EXTRAIT CITÉ:
La méthode belge de démutisation, par Alexandre Herlin
1° Exercices d’identification
Nous commençons par des exercices très faciles, en usage dans l’enseignement des anormaux : ils consistent à reconnaître l’identité de personnes, animaux, choses ou de leur représentation. Les sourds-muets normaux font facilement ces exercices à partir de 3 ans ou 4 ans. Comme nos petits élèves ont généralement 4 ou 5 ans, ils n’éprouvent d’ordinaire aucune ou fort peu de difficultés. Pourtant, il peut y avoir parmi eux des sujets anormaux ou tout au moins peu intelligents ; de plus, certains enfants, au début, ne « lisent » pas bien le dessin ; enfin, il peut se faire que l’un ou l’autre être ou objet représenté ne soit pas connu des élèves. Pour ces raisons, nous recommandons de commencer par des objets réels. Exemple : la table, la chaise, le … d’un ménage de poupée seront placés à côté de la table, de la chaise, le … de la classe. Même exercice avec les objets classiques, les vêtements…, bref, tout ce qui se trouve en double exemplaire dans la classe peut servir. En second lieu, l’identification s’établit entre l’objet réel et sa représentation : un dessin figurant une chaise est porté sur la chaise de la classe, etc… Aussitôt qu’on sera convaincu que le dessin est bien interprété (attirons encore l’attention sur le fait que si beaucoup de nos petits élèves, surtout les plus âgés, peuvent se passer des deux premiers genres d’exercices, il n’en est pas de même pour tous), on se sert de cartes portant 4, 6, 8, … gravures représentant personnes, animaux ou choses ; l’élève disposant d’une série de cartons avec les mêmes dessins place chacun d’eux sur le même être ou le même objet.On peut aussi faire tirer les cartons d’une bourse : les enfants jouent au loto. Ou encore, un enfant va montrer sur les gravures de la classe une image semblable.
Tous les enfants se livrent à ces exercices avec beaucoup de plaisir. Nous les considérons comme une bonne préparation pour les suivants. Cette première partie de la méthode sera, croyons-nous, facilement acceptée par nos lecteurs, peut-être pas relativement à son utilité, mais certainement quant à sa possibilité.

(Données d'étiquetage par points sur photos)
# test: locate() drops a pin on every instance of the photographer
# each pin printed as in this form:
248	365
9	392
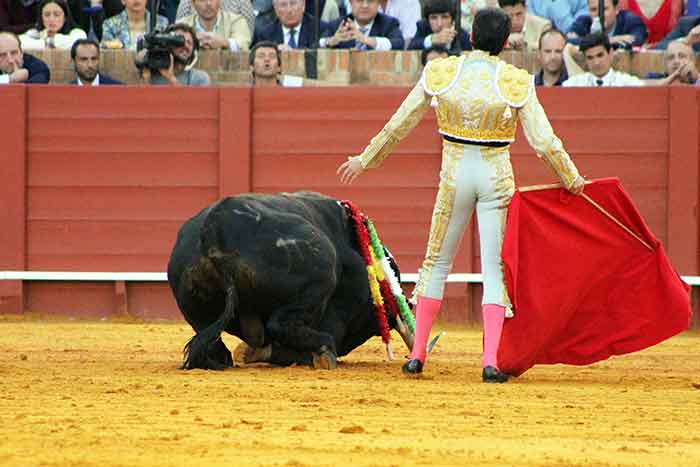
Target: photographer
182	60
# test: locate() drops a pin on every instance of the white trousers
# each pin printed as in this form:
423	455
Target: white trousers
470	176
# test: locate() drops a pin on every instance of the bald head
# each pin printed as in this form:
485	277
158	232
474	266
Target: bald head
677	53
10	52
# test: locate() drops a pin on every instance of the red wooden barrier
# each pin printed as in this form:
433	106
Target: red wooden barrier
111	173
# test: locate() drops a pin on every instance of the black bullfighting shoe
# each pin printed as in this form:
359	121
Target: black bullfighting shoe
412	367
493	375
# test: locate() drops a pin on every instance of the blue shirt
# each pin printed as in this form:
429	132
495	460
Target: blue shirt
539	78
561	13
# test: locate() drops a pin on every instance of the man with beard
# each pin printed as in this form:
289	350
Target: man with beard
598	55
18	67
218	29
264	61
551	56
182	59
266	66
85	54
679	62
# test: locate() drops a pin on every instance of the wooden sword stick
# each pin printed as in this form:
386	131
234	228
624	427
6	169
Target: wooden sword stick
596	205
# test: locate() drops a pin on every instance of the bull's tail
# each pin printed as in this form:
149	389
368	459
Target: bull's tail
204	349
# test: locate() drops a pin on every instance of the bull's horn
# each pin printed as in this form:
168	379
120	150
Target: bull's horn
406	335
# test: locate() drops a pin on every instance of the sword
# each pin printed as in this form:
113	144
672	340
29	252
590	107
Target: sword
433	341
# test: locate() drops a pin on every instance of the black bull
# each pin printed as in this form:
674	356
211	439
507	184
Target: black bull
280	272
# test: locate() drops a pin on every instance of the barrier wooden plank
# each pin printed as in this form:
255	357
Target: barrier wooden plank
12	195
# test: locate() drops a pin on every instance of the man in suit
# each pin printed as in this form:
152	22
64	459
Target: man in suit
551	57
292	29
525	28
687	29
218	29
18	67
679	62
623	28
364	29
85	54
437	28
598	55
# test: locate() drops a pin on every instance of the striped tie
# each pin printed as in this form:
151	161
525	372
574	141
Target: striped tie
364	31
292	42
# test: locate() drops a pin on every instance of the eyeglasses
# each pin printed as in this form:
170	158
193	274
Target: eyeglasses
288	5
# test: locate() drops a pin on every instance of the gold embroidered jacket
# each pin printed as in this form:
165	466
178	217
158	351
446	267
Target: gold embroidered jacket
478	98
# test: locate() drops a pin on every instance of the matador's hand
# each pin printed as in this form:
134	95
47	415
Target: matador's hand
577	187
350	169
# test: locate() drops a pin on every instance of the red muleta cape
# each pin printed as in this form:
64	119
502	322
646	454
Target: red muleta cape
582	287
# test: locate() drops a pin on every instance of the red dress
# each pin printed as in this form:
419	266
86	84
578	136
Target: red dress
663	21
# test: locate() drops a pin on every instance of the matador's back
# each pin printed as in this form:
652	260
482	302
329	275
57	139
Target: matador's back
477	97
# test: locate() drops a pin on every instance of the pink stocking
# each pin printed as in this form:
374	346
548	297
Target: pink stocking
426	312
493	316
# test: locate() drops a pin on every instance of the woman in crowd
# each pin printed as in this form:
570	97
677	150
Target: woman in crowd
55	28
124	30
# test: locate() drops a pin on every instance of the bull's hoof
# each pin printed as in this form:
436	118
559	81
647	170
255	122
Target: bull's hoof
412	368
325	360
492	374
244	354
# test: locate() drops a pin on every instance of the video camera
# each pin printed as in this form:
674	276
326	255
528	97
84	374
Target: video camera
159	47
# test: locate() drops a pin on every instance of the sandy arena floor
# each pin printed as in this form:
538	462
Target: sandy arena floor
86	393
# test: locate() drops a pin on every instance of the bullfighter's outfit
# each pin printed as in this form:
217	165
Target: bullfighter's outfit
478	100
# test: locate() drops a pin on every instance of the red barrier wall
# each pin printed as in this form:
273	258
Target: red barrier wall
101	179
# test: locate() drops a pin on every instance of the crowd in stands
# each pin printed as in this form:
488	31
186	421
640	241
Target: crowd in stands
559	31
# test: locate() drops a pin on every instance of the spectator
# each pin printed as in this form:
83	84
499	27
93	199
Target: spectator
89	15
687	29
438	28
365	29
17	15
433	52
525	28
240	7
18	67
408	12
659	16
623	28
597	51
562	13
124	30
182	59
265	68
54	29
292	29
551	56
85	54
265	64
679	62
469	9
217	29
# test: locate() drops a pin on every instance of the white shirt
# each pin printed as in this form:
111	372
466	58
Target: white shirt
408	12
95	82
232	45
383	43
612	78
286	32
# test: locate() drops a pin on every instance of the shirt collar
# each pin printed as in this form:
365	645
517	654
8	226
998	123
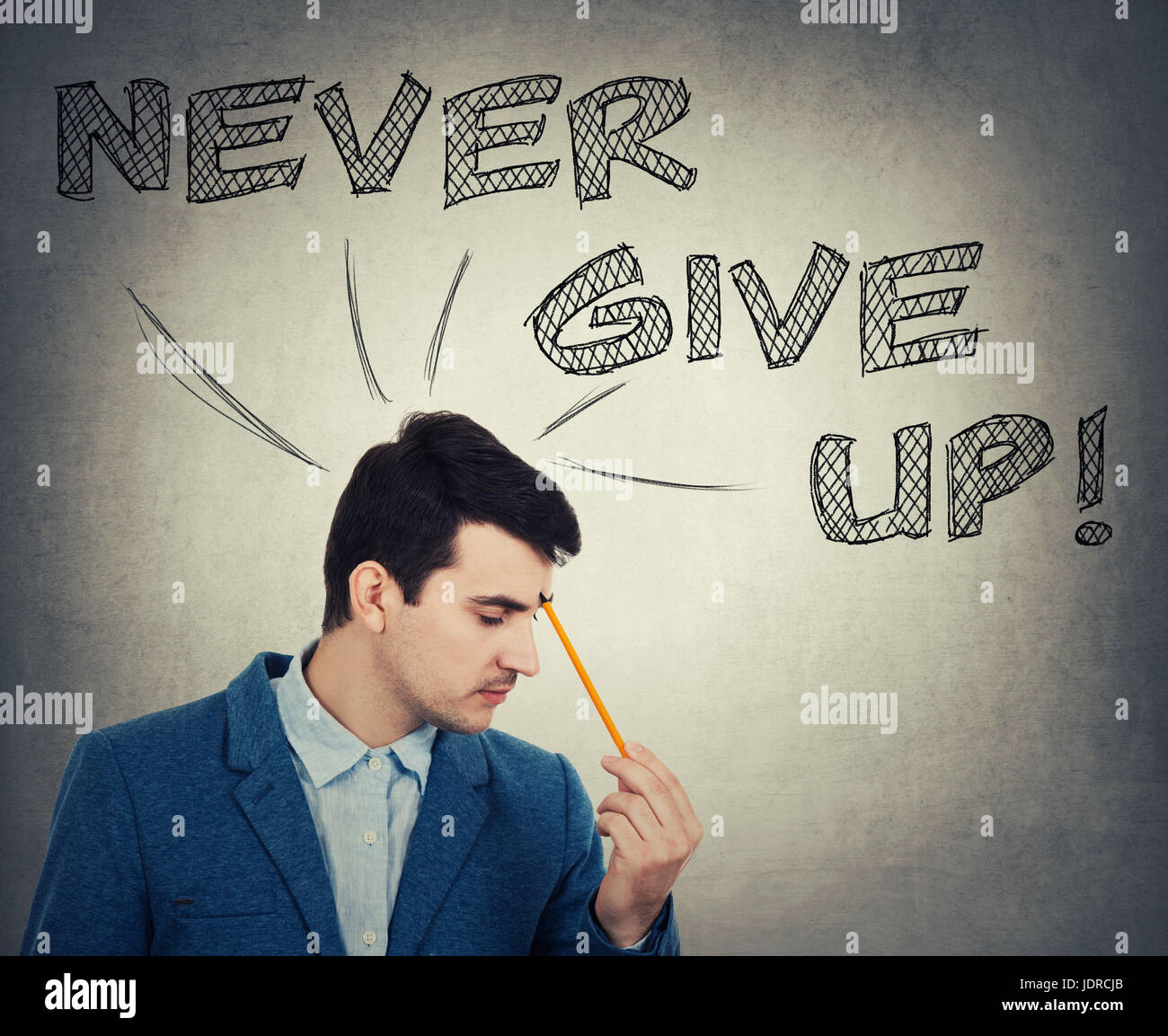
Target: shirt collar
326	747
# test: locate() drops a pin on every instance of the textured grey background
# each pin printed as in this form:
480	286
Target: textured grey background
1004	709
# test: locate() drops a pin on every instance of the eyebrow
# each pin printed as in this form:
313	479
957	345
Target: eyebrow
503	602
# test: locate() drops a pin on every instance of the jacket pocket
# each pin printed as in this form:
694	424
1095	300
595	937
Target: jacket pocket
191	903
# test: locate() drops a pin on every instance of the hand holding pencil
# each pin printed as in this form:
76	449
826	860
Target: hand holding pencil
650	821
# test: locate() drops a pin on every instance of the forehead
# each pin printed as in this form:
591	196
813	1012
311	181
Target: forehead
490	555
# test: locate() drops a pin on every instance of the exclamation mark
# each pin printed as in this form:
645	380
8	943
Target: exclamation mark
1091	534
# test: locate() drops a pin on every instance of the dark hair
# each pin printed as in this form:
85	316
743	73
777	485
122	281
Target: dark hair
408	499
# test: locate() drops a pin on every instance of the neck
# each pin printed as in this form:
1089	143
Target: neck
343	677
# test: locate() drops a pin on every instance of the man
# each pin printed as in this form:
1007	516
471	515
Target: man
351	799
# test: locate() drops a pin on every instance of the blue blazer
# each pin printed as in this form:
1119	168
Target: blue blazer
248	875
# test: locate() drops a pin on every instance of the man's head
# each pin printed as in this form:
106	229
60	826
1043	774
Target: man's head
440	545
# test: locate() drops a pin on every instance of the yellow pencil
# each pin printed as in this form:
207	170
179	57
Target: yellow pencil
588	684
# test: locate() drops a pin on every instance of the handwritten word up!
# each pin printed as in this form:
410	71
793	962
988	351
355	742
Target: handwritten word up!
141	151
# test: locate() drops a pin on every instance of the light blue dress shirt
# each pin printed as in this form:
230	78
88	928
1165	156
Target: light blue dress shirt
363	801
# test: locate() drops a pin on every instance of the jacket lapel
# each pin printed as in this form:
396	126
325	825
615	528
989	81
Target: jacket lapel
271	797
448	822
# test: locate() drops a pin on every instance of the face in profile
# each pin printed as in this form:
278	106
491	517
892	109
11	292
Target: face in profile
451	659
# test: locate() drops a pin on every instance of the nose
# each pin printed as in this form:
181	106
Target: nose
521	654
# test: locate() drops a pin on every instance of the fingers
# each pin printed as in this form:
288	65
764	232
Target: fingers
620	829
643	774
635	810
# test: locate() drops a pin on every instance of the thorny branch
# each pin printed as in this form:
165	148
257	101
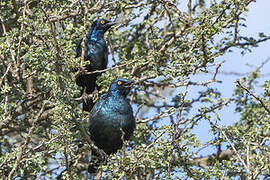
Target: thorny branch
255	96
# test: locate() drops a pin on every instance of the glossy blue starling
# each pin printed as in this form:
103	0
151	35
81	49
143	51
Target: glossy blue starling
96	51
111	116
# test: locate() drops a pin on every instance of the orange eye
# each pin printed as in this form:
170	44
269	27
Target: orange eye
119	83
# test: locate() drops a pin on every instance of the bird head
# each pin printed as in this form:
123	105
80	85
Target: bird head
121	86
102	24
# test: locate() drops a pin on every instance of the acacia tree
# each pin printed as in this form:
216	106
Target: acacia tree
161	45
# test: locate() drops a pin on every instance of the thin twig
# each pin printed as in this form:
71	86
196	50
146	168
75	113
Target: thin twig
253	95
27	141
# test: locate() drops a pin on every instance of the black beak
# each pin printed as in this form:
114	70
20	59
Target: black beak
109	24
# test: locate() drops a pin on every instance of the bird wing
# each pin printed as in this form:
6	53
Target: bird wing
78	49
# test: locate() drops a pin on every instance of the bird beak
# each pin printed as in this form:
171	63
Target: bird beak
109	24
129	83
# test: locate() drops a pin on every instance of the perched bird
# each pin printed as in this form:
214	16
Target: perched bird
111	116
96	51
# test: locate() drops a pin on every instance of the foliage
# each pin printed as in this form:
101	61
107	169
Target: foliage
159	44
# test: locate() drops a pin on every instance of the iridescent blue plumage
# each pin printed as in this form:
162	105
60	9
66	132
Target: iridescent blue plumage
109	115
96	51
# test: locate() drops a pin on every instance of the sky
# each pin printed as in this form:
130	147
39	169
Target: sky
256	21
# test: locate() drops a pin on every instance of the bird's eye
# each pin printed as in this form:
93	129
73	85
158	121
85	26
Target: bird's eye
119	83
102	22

TÂCHES À FAIRE:
[1] Dans l'extrait sur la méthode belge de démutisation, quelles raisons poussent à commencer par des objets réels ? Donnez-les toutes.
[2] Répondez à ces questions sur l'extrait sur la méthode belge de démutisation :
(a) À partir de quel âge les sourds-muets normaux font-ils facilement ces exercices ?
(b) D'où peut-on faire tirer les cartons ?
(c) Comment les enfants se livrent-ils à ces exercices ?
[3] Écrivez la suite de l'extrait sur la méthode belge de démutisation, après sa dernière phrase.

LISTE DES RÉPONSES:
[1]
- Il peut y avoir parmi les élèves des sujets anormaux ou tout au moins peu intelligents.
- Au début, certains enfants ne « lisent » pas bien le dessin.
- Il peut arriver que l'un ou l'autre être ou objet représenté ne soit pas connu des élèves.

[2]
(a) À partir de 3 ou 4 ans.
(b) D'une bourse, pour jouer au loto.
(c) Avec beaucoup de plaisir.

[3]
2° Lecture Decroly, dite idéo visuelle
Nous désignons par cette expression la reconnaissance de mots et phrases écrits, non prononcés par le maître, ni par les élèves ; nom du maître et des élèves, parties du corps, objets classiques, phrases de la vie « vie de tous les jours ».L’élève reçoit une carte analogue à celles des exercices d’identification et l’enfant place au-dessous de chaque dessin le carton portant le nom de l’objet représenté ; tel est l’exercice auquel on arrive plus ou moins rapidement avec tous les enfants. Mais, au début, il est utile de présenter simplement trois cartons (avec dessins) ; de plus on a un double jeu de mots écrits et la ou les premières fois, le maître place lui-même la première série de mots, ensuite l’enfant fait de même avec la seconde série.
Voilà l’exercice individuel ; voici comment on procède collectivement. Le maître dispose des bandes de papier fort ou de carton sur lesquelles les mots ou les phrases sont écrits en caractères assez grands pour être lus à distance ; il en montre une à toute la classe ; un élève va indiquer l’être, la chose, le fait désigné. Attirons l’attention sur certains détails. Il est utile de faire montrer les divers objets de la classe auxquels le mot s’applique. Exemple : le chapeau ; un élève indique le chapeau du maître, de la poupée, les dessins représentant le haut de forme, le chapeau boule, mou, de paille, de dame. En outre, l’enfant ayant devant lui les mêmes mots et phrases, cherche le mot ou la phrase dont il est question.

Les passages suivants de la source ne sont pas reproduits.